Corporate profits look better than expected, the economy looks worse than expected
During the early days of the coronavirus pandemic, economic and market forecasters were flying blind.
Accelerating numbers of confirmed COVID-19 cases along with sudden lockdowns around the globe made it impossible to estimate with any accuracy the kind of impact economies and businesses would see.
As preliminary March data — which captured the earliest impacts of these lockdowns — started to trickle in, forecasters were quick to slash their expectations. Economists predicted depression-like numbers and the financial market pros predicted earnings would crash.
Now, after two months and many economic and earnings reports later, two narratives have emerged: the U.S. economy as a whole is in worse shape than expected, and the profits of America’s biggest corporations are doing better than expected.
The economy looks worse
On May 12, Goldman Sachs cut its GDP forecasts and while warning the unemployment rate would spike to 25%. The same day Goldman cut its forecasts, Credit Suisse economists made similar cuts while warning “a longer growth slump will outlast fiscal relief.”
BofA economists lowered their GDP estimates last Wednesday, warning that GDP in Q2 would fall at a 40% rate while saying the recession will be “unlike anything we have seen in modern history.”
And just on Friday, JPMorgan economists cut their 2021 GDP forecasts while warning the unemployment rate would stay above 10% through at least the end of the year.
Big companies are doing better
Through Friday, 97% of S&P 500 (^GSPC) companies had announced their Q1 financial results, including many retailers whose quarters went through April.
And these numbers have mostly been better than expected.
“Although aggregate earnings are beating estimates by +2.6%, ex-Financials, earnings are surpassing expectations by +7.1%, with 65% of companies exceeding their lowered projections,” Credit Suisse’s Jonathan Golub wrote on Friday.

◆ RECORDS SUPPLIED:
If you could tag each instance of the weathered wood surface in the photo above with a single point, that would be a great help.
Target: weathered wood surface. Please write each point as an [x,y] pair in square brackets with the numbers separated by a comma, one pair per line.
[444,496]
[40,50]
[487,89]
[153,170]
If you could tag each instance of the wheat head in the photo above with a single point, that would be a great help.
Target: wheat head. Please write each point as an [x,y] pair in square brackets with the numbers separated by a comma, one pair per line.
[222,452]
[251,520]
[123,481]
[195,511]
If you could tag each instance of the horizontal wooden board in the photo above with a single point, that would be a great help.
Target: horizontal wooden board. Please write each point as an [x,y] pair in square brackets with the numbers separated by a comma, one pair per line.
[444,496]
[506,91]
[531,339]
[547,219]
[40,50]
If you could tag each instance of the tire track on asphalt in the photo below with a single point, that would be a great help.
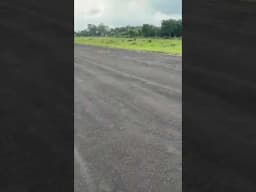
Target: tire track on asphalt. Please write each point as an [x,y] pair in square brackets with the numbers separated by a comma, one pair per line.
[84,170]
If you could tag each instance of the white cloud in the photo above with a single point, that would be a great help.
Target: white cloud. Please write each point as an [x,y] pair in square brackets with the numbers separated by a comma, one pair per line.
[124,12]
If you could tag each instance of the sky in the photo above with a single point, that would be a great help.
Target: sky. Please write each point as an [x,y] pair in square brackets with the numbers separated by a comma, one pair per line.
[116,13]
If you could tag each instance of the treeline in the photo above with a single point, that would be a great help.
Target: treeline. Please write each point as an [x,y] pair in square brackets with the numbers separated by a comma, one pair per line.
[168,28]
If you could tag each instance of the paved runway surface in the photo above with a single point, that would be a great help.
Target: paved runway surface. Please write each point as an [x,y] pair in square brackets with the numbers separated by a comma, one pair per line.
[127,121]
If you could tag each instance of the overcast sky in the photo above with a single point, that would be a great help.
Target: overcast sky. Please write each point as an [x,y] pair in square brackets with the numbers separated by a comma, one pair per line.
[116,13]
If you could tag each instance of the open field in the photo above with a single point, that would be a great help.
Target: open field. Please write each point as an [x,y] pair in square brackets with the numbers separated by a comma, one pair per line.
[167,46]
[127,121]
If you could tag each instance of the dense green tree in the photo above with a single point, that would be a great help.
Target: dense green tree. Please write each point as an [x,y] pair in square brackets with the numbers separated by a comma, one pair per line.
[169,28]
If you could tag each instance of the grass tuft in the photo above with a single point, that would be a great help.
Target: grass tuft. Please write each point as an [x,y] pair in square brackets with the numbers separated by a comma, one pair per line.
[168,46]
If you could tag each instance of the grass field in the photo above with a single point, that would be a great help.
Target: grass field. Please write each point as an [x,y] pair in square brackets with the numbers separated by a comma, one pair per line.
[167,46]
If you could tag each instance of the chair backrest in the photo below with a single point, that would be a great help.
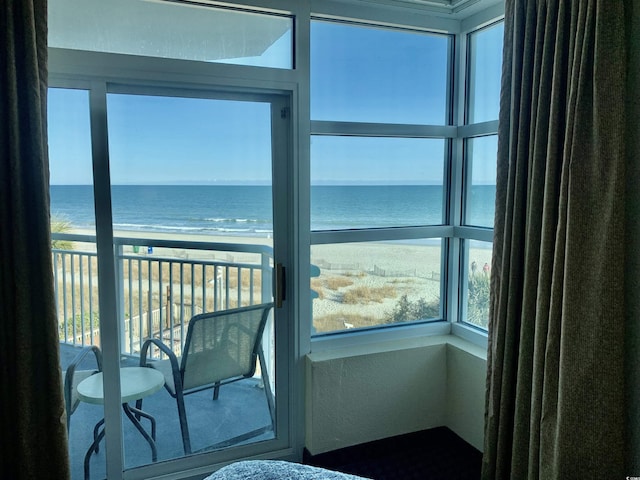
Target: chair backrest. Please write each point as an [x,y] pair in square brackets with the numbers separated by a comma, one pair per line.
[222,346]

◆ TASKS TO CARRY OUT:
• A. Answer these from the article on corporate profits and the economy:
(i) What unemployment rate did Goldman Sachs warn of on May 12?
(ii) At what rate did BofA economists say GDP would fall in Q2?
(iii) Through Friday, what share of S&P 500 companies had announced their Q1 results?
• B. Write the next part of the article on corporate profits and the economy, picking up after its last sentence.
The records were taken from a different source than the text.

◆ RESPONSES BY TASK:
• A.
(i) 25%
(ii) 40%
(iii) 97%

• B.
To be clear, it looks like earnings per share will have been down by around 14% in Q1. But the takeaway is that analysts were expecting worse.
“Expectations were -10.5% at the end of March, and -25.3% when 1Q reporting season began,” Golub added.
These better-than-expected earnings results help, in part, explain the rebound in the stock market.
Bigger companies cash in as their smaller competitors struggle
We’re aware that Corporate America is a part of the U.S. economy, and so these stories aren’t mutually exclusive. Still, these diverging narratives call attention to the fact that big companies have massive advantages in the current environment as everyone else struggles to keep up.
With many small businesses shuttered and tens of millions of Americans workers headed to the unemployment office, government stimulus checks have made their way to big retailers like Amazon and Walmart, which both reported blowout quarterly numbers.
“The stimulus might as well be called the Amazon and Walmart shareholder act,” NYU professor Scott Galloway said to Yahoo Finance. “There are some unintended consequences here. The strong are getting stronger.”
For Galloway, what’s happening in business now was inevitable. “The future doesn’t look any different. It’s just being accelerated faster… After 11 years of a bull economy, a lot of these small businesses quite frankly just shouldn’t be around. And they have to adapt and reshape.”
However, many would contend that it’s unreasonable for all businesses to have prepared a financial buffer for a pandemic that led to an unexpected, fragmented, government-mandated, months-long economic shutdown.